(ページ抜粋)
-- -- --

ご挨拶

第29回日本看護管理学会学術集会

学術集会長 田中いずみ

(医療法人渓仁会 手稲渓仁会病院 副院長・看護部長)

この度、第29回日本看護管理学会学術集会を、2025年8月22日(金)・23日(土)に札幌のグランドメルキュール札幌大通公園(旧ロイトン札幌)と札幌市教育文化会館で開催の運びとなりました。本学会の会員、関係者の皆様のご支援とご協力の下、開催できることを心より感謝申し上げます。

今回の学術集会のテーマは「暮らしの中の協奏」です。

人口構造の変化により、これまでの当たり前の暮らしが脅かされています。加えて突如として起こる自然災害、日々変化する世界情勢が私たちの暮らしに大きく影響しています。しかもこの困難な在り様は地域ごとに異なります。その中で看護職は、刻々と変化する医療・介護の状況に向きあわなければなりません。

一方その地域に暮らしている人々をみていくと、海、山に囲まれている過疎地でも高層ビルが林立する都会においても、地域の変化に合わせて豊かに暮らす人間の持つ強さを垣間見ます。そこで暮らしている人々がそれぞれの人生を生ききれるように、私たち看護職はその人の持つ力を信じ、対象となる人々と、その人を取り巻くメンバーと共にケアを奏でることが重要であると考えます。

-- -- --

(保存データ)
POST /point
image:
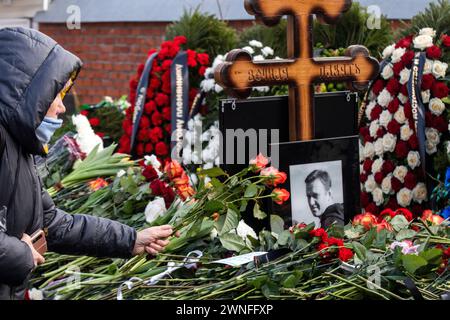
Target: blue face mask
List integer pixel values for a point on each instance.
(47, 128)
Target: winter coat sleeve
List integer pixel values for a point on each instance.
(84, 234)
(16, 260)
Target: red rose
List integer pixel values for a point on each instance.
(379, 177)
(401, 149)
(410, 180)
(149, 173)
(408, 58)
(434, 52)
(439, 124)
(394, 105)
(376, 111)
(393, 86)
(446, 40)
(345, 254)
(161, 149)
(162, 99)
(388, 167)
(150, 107)
(396, 184)
(413, 142)
(95, 122)
(378, 86)
(393, 127)
(427, 81)
(440, 90)
(365, 199)
(405, 42)
(367, 165)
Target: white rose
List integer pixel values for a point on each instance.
(427, 32)
(389, 142)
(428, 66)
(413, 159)
(373, 128)
(385, 118)
(387, 72)
(369, 150)
(370, 183)
(432, 135)
(255, 43)
(377, 196)
(431, 148)
(377, 165)
(439, 69)
(384, 98)
(405, 132)
(399, 115)
(378, 146)
(267, 51)
(436, 106)
(422, 42)
(403, 99)
(426, 95)
(404, 76)
(419, 193)
(369, 108)
(398, 54)
(400, 173)
(387, 52)
(155, 209)
(386, 184)
(404, 197)
(249, 49)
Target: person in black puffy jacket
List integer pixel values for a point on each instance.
(34, 74)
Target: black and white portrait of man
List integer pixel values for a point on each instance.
(317, 193)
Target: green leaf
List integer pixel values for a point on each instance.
(251, 191)
(360, 250)
(232, 242)
(412, 262)
(405, 234)
(231, 221)
(399, 222)
(258, 213)
(276, 224)
(212, 173)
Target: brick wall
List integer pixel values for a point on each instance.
(111, 53)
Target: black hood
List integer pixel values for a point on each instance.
(33, 70)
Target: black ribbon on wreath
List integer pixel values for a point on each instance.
(141, 93)
(179, 77)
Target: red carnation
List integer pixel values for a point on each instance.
(378, 86)
(161, 149)
(95, 122)
(410, 180)
(401, 149)
(394, 105)
(427, 81)
(434, 52)
(393, 86)
(379, 177)
(388, 167)
(396, 184)
(446, 40)
(393, 127)
(440, 90)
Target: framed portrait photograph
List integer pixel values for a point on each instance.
(323, 180)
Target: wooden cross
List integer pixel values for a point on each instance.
(239, 74)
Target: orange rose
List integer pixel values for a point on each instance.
(280, 195)
(275, 177)
(173, 169)
(259, 163)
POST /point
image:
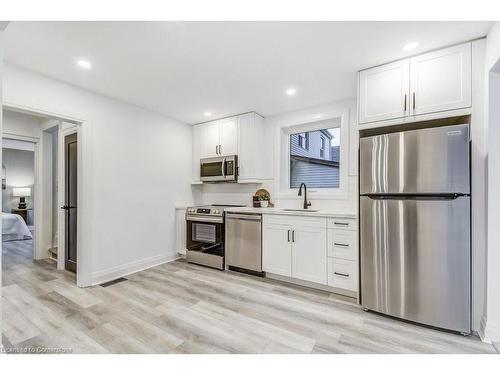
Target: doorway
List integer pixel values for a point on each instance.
(70, 199)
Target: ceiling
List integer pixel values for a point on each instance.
(183, 69)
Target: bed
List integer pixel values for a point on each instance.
(14, 228)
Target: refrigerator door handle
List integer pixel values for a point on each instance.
(424, 197)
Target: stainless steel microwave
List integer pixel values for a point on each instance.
(219, 169)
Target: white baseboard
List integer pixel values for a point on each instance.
(489, 331)
(123, 270)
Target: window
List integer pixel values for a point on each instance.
(303, 140)
(318, 163)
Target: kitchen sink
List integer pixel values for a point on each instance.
(299, 210)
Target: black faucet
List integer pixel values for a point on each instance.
(306, 203)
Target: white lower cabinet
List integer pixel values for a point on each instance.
(309, 254)
(277, 249)
(296, 247)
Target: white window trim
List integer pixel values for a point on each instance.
(282, 147)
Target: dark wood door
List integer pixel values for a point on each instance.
(71, 182)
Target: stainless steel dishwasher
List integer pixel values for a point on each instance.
(244, 242)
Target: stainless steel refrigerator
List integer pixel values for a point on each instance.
(415, 226)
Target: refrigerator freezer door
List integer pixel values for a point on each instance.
(415, 260)
(425, 161)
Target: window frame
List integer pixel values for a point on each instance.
(305, 138)
(322, 146)
(282, 156)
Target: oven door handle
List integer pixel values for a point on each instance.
(205, 219)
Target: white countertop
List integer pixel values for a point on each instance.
(281, 211)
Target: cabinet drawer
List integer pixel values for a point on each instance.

-- -- --

(やること)
1: 次の(a)〜(c)は、ご挨拶の内容と合っていますか?(a) 学術集会は2025年8月22日と23日に札幌で開催される。(b) 学術集会のテーマは「地域の中の協奏」である。(c) 暮らしをめぐる困難な在り様は、どの地域でも同じである。それぞれ「はい」か「いいえ」で答え、決め手となるご挨拶の語句を一字一句違えずに引用してください。
2: ご挨拶のうち、「学術集会長 田中いずみ」から「とを心より感謝申し上げます。」まで(両端を含む)を、一字一句そのまま書き写してもらえますか?
3: ご挨拶の中で、私たちの暮らしを脅かしたり大きく影響したりしているものとして挙げられているのは何ですか?すべて挙げてください。

(回答一覧)
1:
(a) はい:「2025年8月22日(金)・23日(土)に札幌の」
(b) いいえ:「今回の学術集会のテーマは「暮らしの中の協奏」です。」
(c) いいえ:「しかもこの困難な在り様は地域ごとに異なります。」

2:
学術集会長 田中いずみ

(医療法人渓仁会 手稲渓仁会病院 副院長・看護部長)

この度、第29回日本看護管理学会学術集会を、2025年8月22日(金)・23日(土)に札幌のグランドメルキュール札幌大通公園(旧ロイトン札幌)と札幌市教育文化会館で開催の運びとなりました。本学会の会員、関係者の皆様のご支援とご協力の下、開催できることを心より感謝申し上げます。

3: 人口構造の変化、突如として起こる自然災害、日々変化する世界情勢